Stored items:
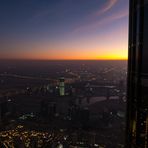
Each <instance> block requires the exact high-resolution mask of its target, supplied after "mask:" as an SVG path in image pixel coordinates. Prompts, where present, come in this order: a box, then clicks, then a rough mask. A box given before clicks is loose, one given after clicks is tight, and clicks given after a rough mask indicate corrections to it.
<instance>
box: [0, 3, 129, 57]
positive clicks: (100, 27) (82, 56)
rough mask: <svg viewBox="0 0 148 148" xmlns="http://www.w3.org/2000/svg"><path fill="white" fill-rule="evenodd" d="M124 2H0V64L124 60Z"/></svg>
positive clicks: (125, 42)
mask: <svg viewBox="0 0 148 148" xmlns="http://www.w3.org/2000/svg"><path fill="white" fill-rule="evenodd" d="M127 47H128V0H0V59H42V60H56V59H60V60H61V59H62V60H65V59H66V60H68V59H75V60H76V59H98V60H100V59H127Z"/></svg>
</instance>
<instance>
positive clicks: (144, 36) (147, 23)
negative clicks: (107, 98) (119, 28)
mask: <svg viewBox="0 0 148 148" xmlns="http://www.w3.org/2000/svg"><path fill="white" fill-rule="evenodd" d="M129 10H130V14H129V63H128V92H127V96H128V101H127V136H126V138H127V142H126V143H127V146H126V147H127V148H137V147H138V148H148V142H147V141H148V0H130V9H129Z"/></svg>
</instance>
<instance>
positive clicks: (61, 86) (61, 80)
mask: <svg viewBox="0 0 148 148" xmlns="http://www.w3.org/2000/svg"><path fill="white" fill-rule="evenodd" d="M64 81H65V80H64V78H63V77H61V78H60V83H59V91H60V92H59V93H60V96H64V95H65V84H64Z"/></svg>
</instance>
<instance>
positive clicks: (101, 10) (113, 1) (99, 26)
mask: <svg viewBox="0 0 148 148" xmlns="http://www.w3.org/2000/svg"><path fill="white" fill-rule="evenodd" d="M117 1H118V0H109V1H108V2H107V3H106V4H105V5H104V6H103V7H102V9H100V10H98V11H97V12H95V15H94V14H93V15H92V16H91V17H90V18H89V20H88V23H85V24H84V25H81V26H80V27H78V28H76V29H75V30H74V31H73V33H79V32H87V31H89V30H90V31H92V30H95V29H97V28H98V27H101V26H103V25H106V24H109V23H111V22H113V21H115V20H118V19H122V18H124V17H126V16H128V9H127V8H125V9H122V10H120V11H118V12H114V13H112V14H110V15H108V16H105V17H102V18H96V17H97V16H100V15H103V13H105V12H107V11H109V10H110V9H111V8H113V6H115V4H116V3H117Z"/></svg>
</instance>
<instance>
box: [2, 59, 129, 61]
mask: <svg viewBox="0 0 148 148" xmlns="http://www.w3.org/2000/svg"><path fill="white" fill-rule="evenodd" d="M127 60H128V59H0V61H127Z"/></svg>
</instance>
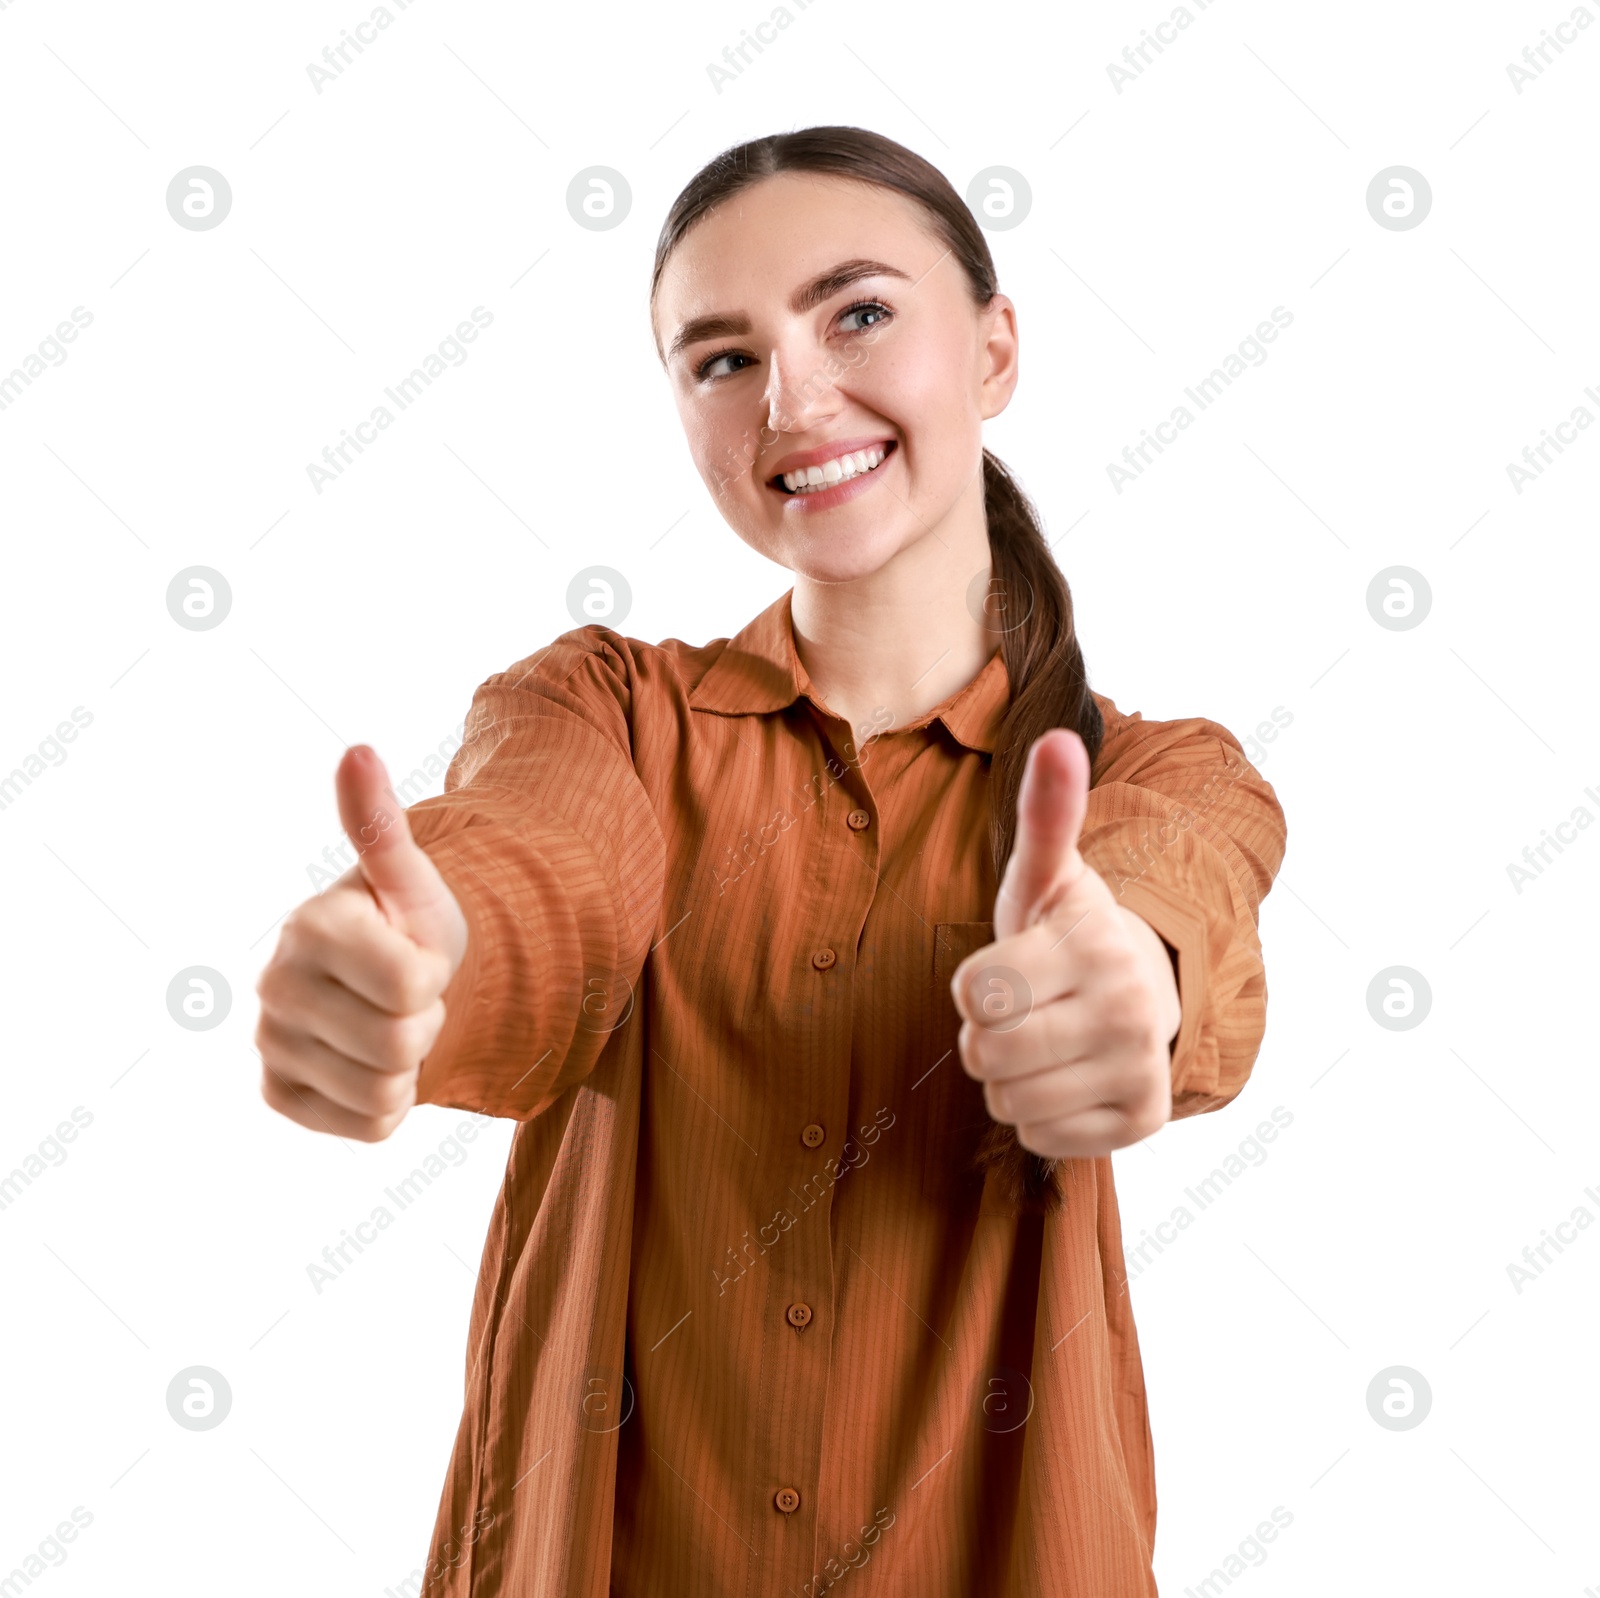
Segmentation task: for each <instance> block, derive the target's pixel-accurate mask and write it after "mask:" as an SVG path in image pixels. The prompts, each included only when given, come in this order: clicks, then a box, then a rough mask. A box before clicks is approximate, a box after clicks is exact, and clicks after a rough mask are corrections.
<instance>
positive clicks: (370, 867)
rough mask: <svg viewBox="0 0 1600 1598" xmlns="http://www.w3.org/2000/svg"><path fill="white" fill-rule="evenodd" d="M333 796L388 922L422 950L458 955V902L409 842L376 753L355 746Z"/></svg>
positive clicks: (360, 867)
mask: <svg viewBox="0 0 1600 1598" xmlns="http://www.w3.org/2000/svg"><path fill="white" fill-rule="evenodd" d="M334 790H336V793H338V798H339V822H341V825H342V827H344V830H346V835H347V837H349V840H350V843H352V845H355V851H357V865H358V867H360V870H362V878H363V881H365V883H366V886H368V888H370V889H371V893H373V897H374V899H376V901H378V904H379V907H381V909H382V912H384V915H386V917H387V920H389V921H390V923H392V925H394V926H395V928H398V929H400V931H402V933H405V934H406V936H408V937H411V939H414V941H416V942H418V944H422V945H424V947H429V949H440V950H448V952H456V950H454V945H456V941H458V937H456V915H458V912H456V910H454V901H453V899H451V896H450V889H448V888H446V886H445V880H443V878H442V877H440V875H438V870H437V867H435V865H434V862H432V861H430V859H429V856H427V851H426V849H422V848H421V846H419V845H418V843H416V840H414V838H413V837H411V825H410V822H408V821H406V814H405V806H403V805H402V803H400V800H398V798H397V797H395V790H394V787H392V785H390V782H389V773H387V769H386V768H384V763H382V761H381V760H379V758H378V752H376V750H374V749H371V747H370V745H368V744H352V745H350V747H349V749H347V750H346V752H344V757H342V758H341V760H339V768H338V771H336V773H334ZM456 957H458V958H459V952H456Z"/></svg>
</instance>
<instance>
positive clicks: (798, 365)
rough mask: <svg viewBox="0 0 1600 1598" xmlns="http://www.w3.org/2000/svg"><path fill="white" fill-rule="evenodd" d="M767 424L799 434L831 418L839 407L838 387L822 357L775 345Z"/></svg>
mask: <svg viewBox="0 0 1600 1598" xmlns="http://www.w3.org/2000/svg"><path fill="white" fill-rule="evenodd" d="M762 398H763V400H765V403H766V425H768V427H770V429H771V430H773V432H782V433H798V432H805V430H806V429H808V427H814V425H818V424H819V422H824V421H827V419H829V417H830V416H832V414H835V411H837V409H838V390H837V389H835V387H834V381H832V378H829V376H827V374H826V373H824V370H822V363H821V362H819V360H814V358H811V360H808V358H806V357H805V355H803V354H802V352H800V350H798V349H794V350H789V349H782V350H781V349H778V347H776V346H774V347H773V354H771V363H770V366H768V376H766V390H765V394H763V395H762Z"/></svg>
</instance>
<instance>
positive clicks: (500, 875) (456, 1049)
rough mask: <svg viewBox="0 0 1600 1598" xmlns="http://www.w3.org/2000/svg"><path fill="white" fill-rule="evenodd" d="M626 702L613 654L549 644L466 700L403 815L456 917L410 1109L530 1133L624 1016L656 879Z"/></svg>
mask: <svg viewBox="0 0 1600 1598" xmlns="http://www.w3.org/2000/svg"><path fill="white" fill-rule="evenodd" d="M638 688H640V675H638V662H637V661H635V659H634V654H632V646H630V643H629V641H627V640H624V638H621V637H619V635H618V633H614V632H611V630H610V629H605V627H581V629H578V630H576V632H570V633H563V635H562V637H560V638H557V640H555V641H554V643H550V645H547V646H546V648H542V649H538V651H536V653H534V654H531V656H528V657H526V659H525V661H520V662H518V664H517V665H514V667H510V669H509V670H506V672H501V673H496V675H494V677H491V678H488V680H486V681H485V683H483V685H482V686H480V688H478V689H477V693H475V694H474V697H472V709H470V712H469V713H467V720H466V733H464V741H462V744H461V747H459V749H458V750H456V753H454V757H453V758H451V761H450V768H448V771H446V773H445V792H443V793H440V795H437V797H435V798H427V800H421V801H418V803H416V805H413V806H410V808H408V811H406V821H408V822H410V825H411V833H413V837H414V838H416V841H418V843H419V845H421V846H422V848H424V849H426V851H427V854H429V857H430V859H432V862H434V865H435V867H437V869H438V872H440V875H442V877H443V878H445V881H446V883H448V886H450V889H451V893H453V894H454V896H456V899H458V902H459V904H461V910H462V915H464V917H466V920H467V952H466V957H464V958H462V961H461V965H459V968H458V969H456V974H454V976H453V977H451V982H450V985H448V987H446V989H445V993H443V1000H445V1024H443V1029H442V1030H440V1035H438V1038H437V1040H435V1041H434V1048H432V1049H430V1051H429V1054H427V1057H426V1059H424V1061H422V1070H421V1077H419V1081H418V1102H419V1104H442V1105H451V1107H454V1109H466V1110H478V1112H483V1113H488V1115H504V1117H512V1118H515V1120H528V1118H531V1117H534V1115H539V1113H541V1112H542V1110H546V1109H549V1105H550V1104H554V1102H555V1099H558V1097H560V1096H562V1094H563V1093H565V1091H566V1089H568V1088H570V1086H573V1083H576V1081H581V1080H582V1078H584V1077H586V1075H587V1073H589V1070H592V1067H594V1064H595V1061H597V1059H598V1057H600V1053H602V1049H603V1048H605V1045H606V1040H608V1038H610V1035H611V1033H613V1032H614V1030H616V1027H618V1025H621V1024H622V1022H624V1021H626V1019H627V1016H629V1011H630V1006H632V1005H634V1003H635V998H637V989H638V977H640V971H642V968H643V961H645V955H646V953H648V950H650V941H651V933H653V928H654V926H656V921H658V917H659V910H661V897H662V889H664V880H666V843H664V838H662V832H661V825H659V822H658V817H656V811H654V808H653V805H651V801H650V795H648V793H646V790H645V787H643V784H642V781H640V777H638V771H637V769H635V763H634V715H635V710H637V701H638Z"/></svg>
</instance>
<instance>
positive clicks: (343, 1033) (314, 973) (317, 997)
mask: <svg viewBox="0 0 1600 1598" xmlns="http://www.w3.org/2000/svg"><path fill="white" fill-rule="evenodd" d="M443 1011H445V1005H443V1000H437V998H435V1000H434V1003H432V1005H430V1006H429V1008H427V1009H424V1011H419V1013H418V1014H414V1016H392V1014H389V1013H387V1011H382V1009H374V1008H373V1006H371V1005H368V1003H366V1000H365V998H362V997H360V995H358V993H352V992H350V990H349V989H347V987H346V985H344V984H342V982H334V981H333V977H326V976H320V974H317V973H310V971H304V969H301V968H299V966H293V965H285V966H269V968H267V971H266V973H264V974H262V979H261V1013H262V1016H264V1017H272V1019H274V1021H277V1022H278V1025H282V1027H288V1029H290V1030H293V1032H301V1033H306V1035H307V1037H314V1038H320V1040H322V1041H323V1043H326V1045H328V1046H330V1048H331V1049H336V1051H338V1053H339V1054H346V1056H349V1057H350V1059H352V1061H360V1062H362V1064H363V1065H371V1067H373V1070H386V1072H405V1070H414V1069H416V1065H418V1062H419V1061H421V1059H422V1056H424V1054H426V1053H427V1046H429V1045H430V1043H432V1040H434V1037H435V1035H437V1032H438V1025H440V1024H442V1017H443Z"/></svg>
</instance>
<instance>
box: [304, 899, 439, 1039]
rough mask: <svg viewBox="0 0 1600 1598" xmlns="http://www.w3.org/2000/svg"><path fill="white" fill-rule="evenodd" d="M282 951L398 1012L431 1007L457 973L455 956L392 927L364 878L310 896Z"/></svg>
mask: <svg viewBox="0 0 1600 1598" xmlns="http://www.w3.org/2000/svg"><path fill="white" fill-rule="evenodd" d="M280 953H282V957H283V958H285V960H288V961H290V963H291V965H298V966H302V968H306V969H310V971H326V973H328V976H331V977H333V979H334V981H336V982H341V984H344V987H347V989H349V990H350V992H352V993H355V995H357V997H358V998H365V1000H366V1003H368V1005H371V1006H373V1008H374V1009H382V1011H386V1013H389V1014H392V1016H411V1014H416V1013H418V1011H421V1009H427V1006H429V1005H430V1003H432V1001H434V1000H435V998H438V995H440V993H442V992H443V990H445V987H446V985H448V984H450V976H451V968H450V957H448V955H445V953H442V952H440V950H437V949H426V947H424V945H421V944H418V942H416V941H414V939H411V937H406V934H405V933H402V931H398V929H397V928H394V926H390V923H389V920H387V917H384V913H382V910H381V909H379V907H378V904H376V902H374V899H373V896H371V894H370V893H368V891H366V888H365V885H362V883H360V881H355V883H354V885H350V886H347V888H344V889H341V888H339V886H338V885H334V886H333V888H328V889H325V891H323V894H322V897H318V899H312V901H309V902H307V904H306V907H304V909H302V910H301V913H299V915H296V917H294V918H293V920H290V921H288V923H285V928H283V933H282V937H280Z"/></svg>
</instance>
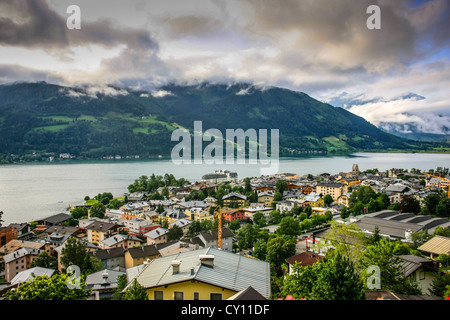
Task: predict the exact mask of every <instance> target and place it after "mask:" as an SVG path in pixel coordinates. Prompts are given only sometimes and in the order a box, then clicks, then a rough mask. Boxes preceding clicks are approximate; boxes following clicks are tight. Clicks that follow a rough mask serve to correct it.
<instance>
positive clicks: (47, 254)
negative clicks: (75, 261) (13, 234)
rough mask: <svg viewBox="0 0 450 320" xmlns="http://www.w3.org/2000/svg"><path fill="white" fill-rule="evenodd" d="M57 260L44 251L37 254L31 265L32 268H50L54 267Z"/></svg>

**REQUIRED WORK:** How many lines in the entries above contain the string "negative"? Case counts. Give only the number.

**WRITTEN ANSWER:** 2